- TASK OBJECTIVE: Reproduce every line of the material below, requests included and pictures omitted, scaling each coordinate in the answers (but not in the requests or their format samples) by 2.5 and rounding to whole numbers with halves rounded up.

----- ENTRIES PROVIDED

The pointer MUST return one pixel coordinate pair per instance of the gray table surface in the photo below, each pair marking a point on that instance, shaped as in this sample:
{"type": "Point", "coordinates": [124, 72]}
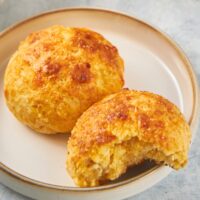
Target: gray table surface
{"type": "Point", "coordinates": [180, 19]}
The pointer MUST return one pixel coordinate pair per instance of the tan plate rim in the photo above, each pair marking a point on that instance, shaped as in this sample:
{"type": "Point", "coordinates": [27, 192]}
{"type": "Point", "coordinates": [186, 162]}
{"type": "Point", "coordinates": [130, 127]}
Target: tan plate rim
{"type": "Point", "coordinates": [192, 122]}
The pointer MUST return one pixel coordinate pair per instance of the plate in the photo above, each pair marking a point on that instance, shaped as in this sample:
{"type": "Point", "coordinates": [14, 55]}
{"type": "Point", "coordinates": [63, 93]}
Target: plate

----------

- THE RESULT:
The pointer MUST return one pixel coordinate pair per instance of the gray table surface in the photo below, each pair marking a point on that instance, shaped as in this sample:
{"type": "Point", "coordinates": [124, 72]}
Target: gray table surface
{"type": "Point", "coordinates": [450, 48]}
The pointer MUST return one pixel coordinate pair per instance of the tan plate rim in the photo above, each pair marking a point on that instance, shaped as in this sample:
{"type": "Point", "coordinates": [27, 192]}
{"type": "Point", "coordinates": [186, 162]}
{"type": "Point", "coordinates": [130, 127]}
Target: tan plate rim
{"type": "Point", "coordinates": [480, 305]}
The pointer MUST return one pixel coordinate pair per instance of the plate in the photo above, each pair marking a point on that instance, shaped as in this sample:
{"type": "Point", "coordinates": [14, 55]}
{"type": "Point", "coordinates": [63, 93]}
Target: plate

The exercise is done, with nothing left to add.